What is expected - Report all lines of the records that contain "below".

----- Input -----

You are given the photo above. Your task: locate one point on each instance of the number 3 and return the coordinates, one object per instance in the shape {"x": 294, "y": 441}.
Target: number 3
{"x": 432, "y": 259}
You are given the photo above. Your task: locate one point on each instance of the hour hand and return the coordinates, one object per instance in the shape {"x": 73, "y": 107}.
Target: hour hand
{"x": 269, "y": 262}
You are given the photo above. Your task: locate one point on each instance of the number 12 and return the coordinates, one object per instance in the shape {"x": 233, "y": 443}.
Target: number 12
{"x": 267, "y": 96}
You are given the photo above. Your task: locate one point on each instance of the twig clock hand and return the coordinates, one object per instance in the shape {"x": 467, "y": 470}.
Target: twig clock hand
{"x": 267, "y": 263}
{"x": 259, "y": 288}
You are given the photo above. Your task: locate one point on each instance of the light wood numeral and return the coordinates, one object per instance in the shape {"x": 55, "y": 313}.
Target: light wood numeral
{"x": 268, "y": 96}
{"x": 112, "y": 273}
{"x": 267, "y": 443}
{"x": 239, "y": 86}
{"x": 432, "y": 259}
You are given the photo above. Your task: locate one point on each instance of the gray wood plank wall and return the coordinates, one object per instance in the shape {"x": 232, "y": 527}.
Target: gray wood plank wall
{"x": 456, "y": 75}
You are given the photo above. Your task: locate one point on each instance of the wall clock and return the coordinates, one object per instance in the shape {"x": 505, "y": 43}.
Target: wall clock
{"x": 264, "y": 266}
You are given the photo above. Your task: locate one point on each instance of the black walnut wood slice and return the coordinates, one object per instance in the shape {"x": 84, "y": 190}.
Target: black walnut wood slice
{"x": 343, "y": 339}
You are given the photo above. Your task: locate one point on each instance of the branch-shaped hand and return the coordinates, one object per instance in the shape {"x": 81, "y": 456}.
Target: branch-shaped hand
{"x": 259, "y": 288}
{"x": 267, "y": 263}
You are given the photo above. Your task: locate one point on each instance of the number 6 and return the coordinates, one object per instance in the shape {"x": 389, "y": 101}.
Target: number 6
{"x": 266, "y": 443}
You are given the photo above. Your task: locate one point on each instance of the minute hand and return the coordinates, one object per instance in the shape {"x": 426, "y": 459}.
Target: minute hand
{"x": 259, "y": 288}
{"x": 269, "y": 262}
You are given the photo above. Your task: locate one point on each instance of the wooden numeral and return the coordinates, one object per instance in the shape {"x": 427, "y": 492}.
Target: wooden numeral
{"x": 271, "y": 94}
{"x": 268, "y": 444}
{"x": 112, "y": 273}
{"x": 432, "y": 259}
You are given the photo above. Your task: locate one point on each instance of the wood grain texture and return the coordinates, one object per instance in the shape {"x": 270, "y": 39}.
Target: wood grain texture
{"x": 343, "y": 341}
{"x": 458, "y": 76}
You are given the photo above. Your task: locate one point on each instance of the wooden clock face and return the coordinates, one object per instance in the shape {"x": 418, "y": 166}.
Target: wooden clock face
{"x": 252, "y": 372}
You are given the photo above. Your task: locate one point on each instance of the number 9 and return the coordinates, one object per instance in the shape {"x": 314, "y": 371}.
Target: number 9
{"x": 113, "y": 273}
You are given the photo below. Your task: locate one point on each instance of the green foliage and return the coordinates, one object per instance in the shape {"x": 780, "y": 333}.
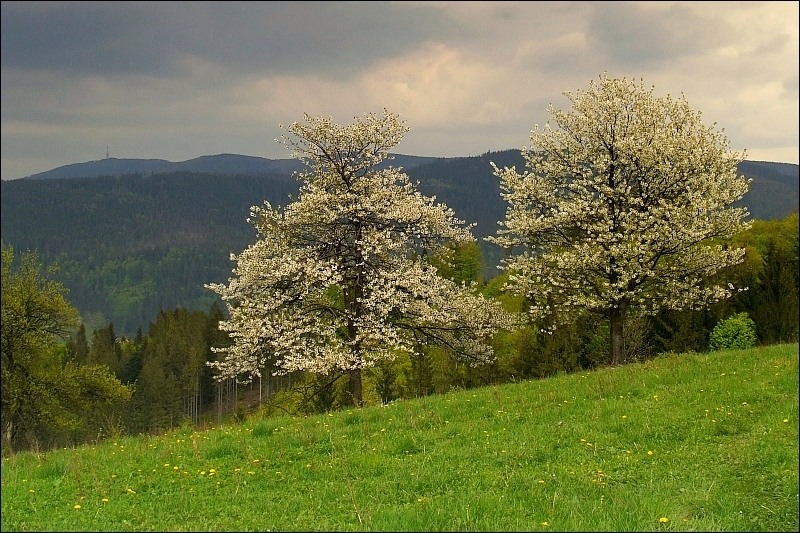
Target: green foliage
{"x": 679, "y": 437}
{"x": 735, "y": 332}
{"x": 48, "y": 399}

-----
----- Input -----

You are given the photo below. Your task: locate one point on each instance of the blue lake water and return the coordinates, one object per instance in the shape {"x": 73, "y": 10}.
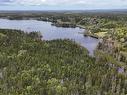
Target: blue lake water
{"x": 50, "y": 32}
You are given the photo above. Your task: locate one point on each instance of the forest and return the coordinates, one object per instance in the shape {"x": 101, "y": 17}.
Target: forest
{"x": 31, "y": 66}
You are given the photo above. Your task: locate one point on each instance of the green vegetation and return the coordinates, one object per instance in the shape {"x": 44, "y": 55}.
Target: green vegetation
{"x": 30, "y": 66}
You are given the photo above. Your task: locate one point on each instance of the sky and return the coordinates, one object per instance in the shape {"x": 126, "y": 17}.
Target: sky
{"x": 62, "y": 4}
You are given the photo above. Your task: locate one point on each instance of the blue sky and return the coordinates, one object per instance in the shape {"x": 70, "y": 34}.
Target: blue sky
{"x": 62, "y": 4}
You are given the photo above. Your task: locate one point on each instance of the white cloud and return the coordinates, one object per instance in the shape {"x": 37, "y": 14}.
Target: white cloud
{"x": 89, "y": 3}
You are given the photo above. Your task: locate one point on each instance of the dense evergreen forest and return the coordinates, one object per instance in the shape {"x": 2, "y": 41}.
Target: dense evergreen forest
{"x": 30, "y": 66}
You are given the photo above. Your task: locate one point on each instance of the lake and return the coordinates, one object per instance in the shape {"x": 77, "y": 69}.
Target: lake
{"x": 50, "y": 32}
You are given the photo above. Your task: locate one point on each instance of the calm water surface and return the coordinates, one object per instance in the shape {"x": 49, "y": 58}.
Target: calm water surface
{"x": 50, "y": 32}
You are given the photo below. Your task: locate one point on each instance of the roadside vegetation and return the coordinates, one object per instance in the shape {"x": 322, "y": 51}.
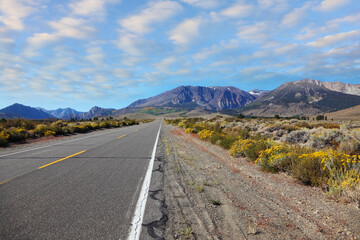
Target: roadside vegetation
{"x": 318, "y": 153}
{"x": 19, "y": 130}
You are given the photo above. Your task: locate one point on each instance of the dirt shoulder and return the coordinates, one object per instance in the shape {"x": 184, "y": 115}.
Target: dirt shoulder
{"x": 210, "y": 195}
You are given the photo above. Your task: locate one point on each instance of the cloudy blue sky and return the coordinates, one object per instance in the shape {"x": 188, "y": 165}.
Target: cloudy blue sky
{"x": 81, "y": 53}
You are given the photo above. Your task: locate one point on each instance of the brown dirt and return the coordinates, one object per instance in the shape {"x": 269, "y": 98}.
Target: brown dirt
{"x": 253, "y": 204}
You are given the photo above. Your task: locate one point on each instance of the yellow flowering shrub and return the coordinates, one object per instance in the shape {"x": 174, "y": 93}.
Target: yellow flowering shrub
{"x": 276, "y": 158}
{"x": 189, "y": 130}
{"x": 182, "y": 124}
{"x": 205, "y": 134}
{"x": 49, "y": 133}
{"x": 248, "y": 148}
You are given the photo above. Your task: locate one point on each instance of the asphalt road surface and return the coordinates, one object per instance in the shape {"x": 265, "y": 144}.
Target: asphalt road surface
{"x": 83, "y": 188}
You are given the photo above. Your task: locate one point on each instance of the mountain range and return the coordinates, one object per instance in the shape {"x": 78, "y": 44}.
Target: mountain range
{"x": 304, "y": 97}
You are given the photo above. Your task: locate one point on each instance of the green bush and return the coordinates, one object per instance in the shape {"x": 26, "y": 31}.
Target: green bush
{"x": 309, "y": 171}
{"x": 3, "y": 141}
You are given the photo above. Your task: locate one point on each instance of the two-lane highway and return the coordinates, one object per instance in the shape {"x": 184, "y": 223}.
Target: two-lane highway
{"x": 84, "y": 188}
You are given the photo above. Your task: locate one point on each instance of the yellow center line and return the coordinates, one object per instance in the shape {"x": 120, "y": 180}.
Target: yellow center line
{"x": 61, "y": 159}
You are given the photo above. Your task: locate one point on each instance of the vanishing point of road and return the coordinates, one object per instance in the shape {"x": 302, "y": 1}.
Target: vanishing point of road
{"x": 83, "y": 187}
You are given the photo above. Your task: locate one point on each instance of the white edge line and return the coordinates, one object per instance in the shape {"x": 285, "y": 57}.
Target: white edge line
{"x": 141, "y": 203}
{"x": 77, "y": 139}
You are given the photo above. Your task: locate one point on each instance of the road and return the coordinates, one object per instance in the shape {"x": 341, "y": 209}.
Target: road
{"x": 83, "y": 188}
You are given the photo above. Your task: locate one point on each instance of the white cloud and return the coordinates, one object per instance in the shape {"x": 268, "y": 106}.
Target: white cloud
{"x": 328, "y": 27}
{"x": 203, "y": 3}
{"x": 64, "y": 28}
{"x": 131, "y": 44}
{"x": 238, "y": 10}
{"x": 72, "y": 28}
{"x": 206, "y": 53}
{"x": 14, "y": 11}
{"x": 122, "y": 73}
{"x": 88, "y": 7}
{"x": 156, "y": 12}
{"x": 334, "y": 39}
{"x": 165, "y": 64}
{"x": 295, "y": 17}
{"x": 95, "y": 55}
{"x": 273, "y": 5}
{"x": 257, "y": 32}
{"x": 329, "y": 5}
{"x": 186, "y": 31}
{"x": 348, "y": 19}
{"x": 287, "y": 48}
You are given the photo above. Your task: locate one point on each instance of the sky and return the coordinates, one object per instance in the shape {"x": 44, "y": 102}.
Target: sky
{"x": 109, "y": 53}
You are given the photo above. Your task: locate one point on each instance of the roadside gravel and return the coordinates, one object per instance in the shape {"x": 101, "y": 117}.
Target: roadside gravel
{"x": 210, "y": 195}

-----

Answer to this exercise -
You are given the photo below. Your task: locate one point on each instance of the green foliage and return the coordinates, one object per instance in the shape {"x": 780, "y": 333}.
You are given the photo below. Your task: locate one point on each instance of the blue lake water and return the coordinates, one object per instance in the shape {"x": 73, "y": 10}.
You are given the photo below. Your task: locate one point on each instance of the roadside vegetation and return the coordinates, one object per instance in the shape {"x": 322, "y": 51}.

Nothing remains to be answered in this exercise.